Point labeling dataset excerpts
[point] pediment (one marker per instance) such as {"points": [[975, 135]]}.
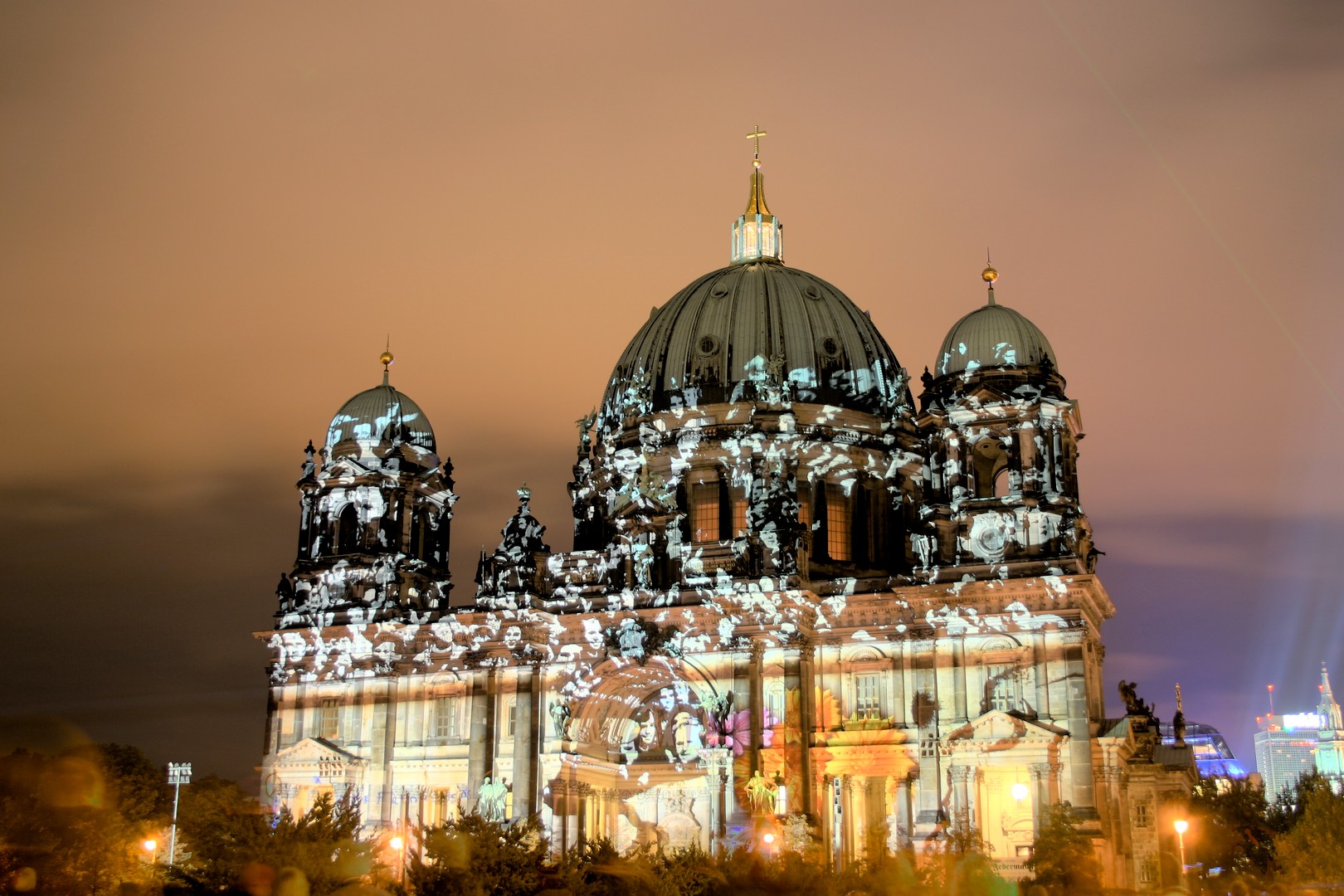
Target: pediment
{"points": [[314, 751], [997, 730]]}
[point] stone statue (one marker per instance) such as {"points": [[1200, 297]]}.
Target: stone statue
{"points": [[1135, 705], [761, 794], [285, 592], [489, 802], [559, 718]]}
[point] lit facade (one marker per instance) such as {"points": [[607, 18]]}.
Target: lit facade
{"points": [[795, 587], [1291, 746]]}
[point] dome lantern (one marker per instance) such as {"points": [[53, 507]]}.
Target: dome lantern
{"points": [[757, 234]]}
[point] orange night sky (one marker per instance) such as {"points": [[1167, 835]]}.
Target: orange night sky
{"points": [[214, 215]]}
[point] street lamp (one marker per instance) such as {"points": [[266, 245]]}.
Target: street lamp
{"points": [[399, 845], [1181, 826], [179, 774]]}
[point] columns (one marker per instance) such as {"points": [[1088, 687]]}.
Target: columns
{"points": [[962, 793], [1046, 786], [526, 743], [718, 759], [481, 724], [899, 807], [756, 702]]}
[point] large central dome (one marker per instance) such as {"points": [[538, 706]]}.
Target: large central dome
{"points": [[756, 324]]}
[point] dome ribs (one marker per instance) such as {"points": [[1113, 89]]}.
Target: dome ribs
{"points": [[734, 325]]}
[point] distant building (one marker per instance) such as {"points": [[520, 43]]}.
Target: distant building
{"points": [[1213, 757], [793, 587], [1289, 746]]}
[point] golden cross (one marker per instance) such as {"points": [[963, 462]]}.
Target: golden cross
{"points": [[756, 137]]}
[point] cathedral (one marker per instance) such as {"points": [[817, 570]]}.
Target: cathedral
{"points": [[804, 594]]}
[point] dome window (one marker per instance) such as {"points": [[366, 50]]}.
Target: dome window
{"points": [[347, 536], [839, 522]]}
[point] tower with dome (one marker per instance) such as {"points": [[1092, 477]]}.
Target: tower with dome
{"points": [[797, 586]]}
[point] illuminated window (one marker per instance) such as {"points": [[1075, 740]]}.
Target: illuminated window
{"points": [[704, 512], [990, 461], [329, 719], [774, 704], [448, 718], [839, 546], [1001, 687], [867, 694], [347, 535], [422, 536], [739, 516]]}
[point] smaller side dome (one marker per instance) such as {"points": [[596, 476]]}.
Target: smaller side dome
{"points": [[988, 338], [381, 414]]}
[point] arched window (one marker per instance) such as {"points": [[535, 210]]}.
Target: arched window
{"points": [[704, 511], [347, 536], [839, 523], [988, 460]]}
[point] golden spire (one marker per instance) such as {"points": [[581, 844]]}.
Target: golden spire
{"points": [[757, 234], [756, 199], [386, 358]]}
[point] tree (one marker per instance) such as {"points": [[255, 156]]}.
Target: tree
{"points": [[957, 861], [1234, 830], [1312, 850], [221, 828], [77, 818], [1064, 857], [477, 857], [225, 830]]}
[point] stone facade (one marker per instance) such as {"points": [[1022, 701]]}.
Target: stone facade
{"points": [[793, 590]]}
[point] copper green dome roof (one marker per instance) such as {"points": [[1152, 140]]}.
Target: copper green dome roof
{"points": [[992, 336], [750, 327], [381, 414]]}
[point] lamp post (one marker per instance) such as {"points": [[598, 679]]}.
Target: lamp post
{"points": [[179, 774], [399, 845], [1181, 826]]}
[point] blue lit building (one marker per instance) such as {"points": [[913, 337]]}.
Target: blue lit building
{"points": [[1213, 755]]}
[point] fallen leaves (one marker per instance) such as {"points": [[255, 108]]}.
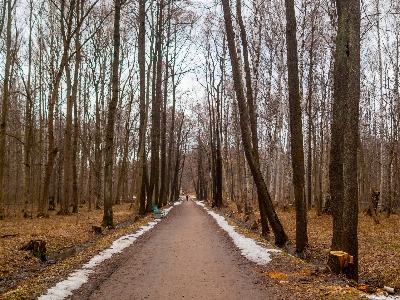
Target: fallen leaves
{"points": [[20, 270]]}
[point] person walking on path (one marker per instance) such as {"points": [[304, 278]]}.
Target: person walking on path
{"points": [[201, 262]]}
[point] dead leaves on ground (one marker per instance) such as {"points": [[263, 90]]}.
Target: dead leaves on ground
{"points": [[24, 273]]}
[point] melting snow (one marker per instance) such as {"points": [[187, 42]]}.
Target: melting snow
{"points": [[249, 247], [381, 297], [75, 280]]}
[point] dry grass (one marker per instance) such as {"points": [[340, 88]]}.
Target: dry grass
{"points": [[379, 245], [22, 275]]}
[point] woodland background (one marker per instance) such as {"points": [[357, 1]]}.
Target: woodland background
{"points": [[105, 102]]}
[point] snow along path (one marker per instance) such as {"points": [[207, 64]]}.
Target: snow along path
{"points": [[249, 247], [187, 255], [75, 280]]}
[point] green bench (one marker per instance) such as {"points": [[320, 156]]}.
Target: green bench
{"points": [[158, 214]]}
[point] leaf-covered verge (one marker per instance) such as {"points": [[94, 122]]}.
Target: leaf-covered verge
{"points": [[379, 249], [23, 276]]}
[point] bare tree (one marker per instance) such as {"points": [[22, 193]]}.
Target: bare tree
{"points": [[296, 133]]}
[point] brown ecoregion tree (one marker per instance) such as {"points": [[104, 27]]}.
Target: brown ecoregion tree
{"points": [[178, 96]]}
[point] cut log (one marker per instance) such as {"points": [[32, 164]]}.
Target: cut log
{"points": [[97, 229], [338, 261], [37, 247]]}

What is expected:
Quote the preceding records in their entirety, excluding every picture.

Worked answer:
[point] pediment (one marker per instance) such as {"points": [[975, 135]]}.
Target: pediment
{"points": [[314, 751], [997, 730]]}
[point] stone statue (one marker per instance) such as {"points": [[1200, 297]]}.
Target: stone statue
{"points": [[1135, 705], [761, 794], [285, 592], [489, 802], [559, 718]]}
[point] lit facade (one marker per instance) such as {"points": [[607, 18]]}.
Target: lit facade
{"points": [[795, 587], [1291, 746]]}
[point] dome lantern (one marker per instance) such as {"points": [[53, 507]]}.
Target: dome lantern
{"points": [[757, 234]]}
[point] orange night sky (one marker per instance) such as {"points": [[1167, 835]]}.
Target: orange night sky
{"points": [[214, 215]]}
[point] street lamp (one marker per instance) such as {"points": [[266, 245]]}.
Target: street lamp
{"points": [[399, 845], [1181, 826], [179, 774]]}
[point] columns (one marker per instance) such as {"points": [[1088, 687]]}.
Target: columns
{"points": [[962, 793], [1046, 786], [526, 743], [718, 759], [481, 724], [899, 807], [756, 702]]}
[point] large central dome (one marker per instance) such as {"points": [[538, 706]]}.
Target: large central dome
{"points": [[756, 324]]}
[point] dome ribs (one marker per instance) such as {"points": [[1113, 89]]}.
Target: dome ribs
{"points": [[734, 325]]}
[point] distant building (one marker per instance) such as {"points": [[520, 43]]}.
Target: distant building
{"points": [[1213, 757], [793, 587], [1289, 746]]}
[point] golden cross (one marker per instance) such as {"points": [[963, 462]]}.
Target: golden cross
{"points": [[756, 137]]}
[point] cathedral (one marker per instance) such as {"points": [[817, 570]]}.
Target: cathedral
{"points": [[804, 594]]}
[point] dome window (one marker per instance) such as {"points": [[366, 50]]}.
Target: dome window
{"points": [[347, 536], [839, 522]]}
[point] tower with dome (one marker per instance) such as {"points": [[1092, 477]]}.
Target: tower with dome
{"points": [[797, 586]]}
[point] illuminated window (one marker per instance) such as {"points": [[1075, 740]]}.
Target: illuminated window
{"points": [[704, 512], [990, 461], [329, 719], [774, 704], [448, 718], [839, 546], [1001, 687], [867, 694], [347, 535], [422, 536], [739, 516]]}
[point] smaller side dome (one marker per instance) such as {"points": [[596, 476]]}.
Target: smaller side dome
{"points": [[988, 338], [381, 414]]}
[point] arched window (one marker per instance) such as {"points": [[535, 210]]}.
Target: arched window
{"points": [[704, 511], [347, 536], [839, 523], [988, 460]]}
[point] golden spire (one marker per instance) such as {"points": [[581, 844]]}.
Target: golden spire
{"points": [[757, 234], [756, 199], [386, 358]]}
[point] tree (one marker per instance) such as {"points": [[255, 156]]}.
Target: tree
{"points": [[957, 861], [1234, 830], [1312, 850], [221, 828], [77, 818], [1064, 857], [477, 857], [225, 830]]}
[point] stone facade (one marker per instance) such as {"points": [[1022, 701]]}.
Target: stone facade
{"points": [[793, 590]]}
[point] copper green dome roof (one marker per instance) such as {"points": [[1152, 140]]}.
Target: copper green dome roof
{"points": [[992, 336], [750, 327], [381, 414]]}
[point] lamp post (one marker per instance) such as {"points": [[598, 679]]}.
Target: lamp post
{"points": [[179, 774], [399, 845], [1181, 826]]}
[point] blue lit building (one marker per instance) such as {"points": [[913, 337]]}.
Target: blue lit building
{"points": [[1213, 755]]}
[point] fallen leaves (one marker per instance) such as {"points": [[255, 108]]}.
Target: fallen leaves
{"points": [[20, 270]]}
[point] person walking on path (one marker per instance) such as {"points": [[304, 278]]}.
Target: person walking on path
{"points": [[201, 262]]}
[point] dead leaves on ground (one marker per instance) such as {"points": [[263, 90]]}.
Target: dead leaves on ground
{"points": [[24, 273]]}
[point] melting snow (one marker per instance) such as {"points": [[187, 42]]}.
Target: melting snow
{"points": [[249, 247], [381, 297], [75, 280]]}
[point] dry grass (one marker per instance) such as {"points": [[340, 88]]}.
Target: dry grass
{"points": [[379, 245], [22, 275]]}
[point] woodland background (one marker per instance) such as {"points": [[357, 1]]}.
Target: woodland background
{"points": [[105, 102]]}
[point] snow along path (one marker per instance) such as {"points": [[207, 64]]}.
Target: snow along path
{"points": [[249, 247], [187, 255], [75, 280]]}
[point] green bench (one marker per instance) such as {"points": [[320, 156]]}.
Target: green bench
{"points": [[158, 214]]}
[point] leaf-covered verge (one marker per instance) such as {"points": [[94, 122]]}.
Target: leaf-covered verge
{"points": [[379, 249], [23, 276]]}
[point] bare tree (one marker per instance) such as {"points": [[22, 193]]}.
Target: bare tree
{"points": [[296, 133]]}
[point] brown ecoregion tree (one marker per instance) such as {"points": [[104, 27]]}.
Target: brown ecoregion tree
{"points": [[178, 96]]}
[point] cut log (one marker per instance) such as {"points": [[32, 164]]}.
Target: cut log
{"points": [[97, 229], [338, 261], [37, 247]]}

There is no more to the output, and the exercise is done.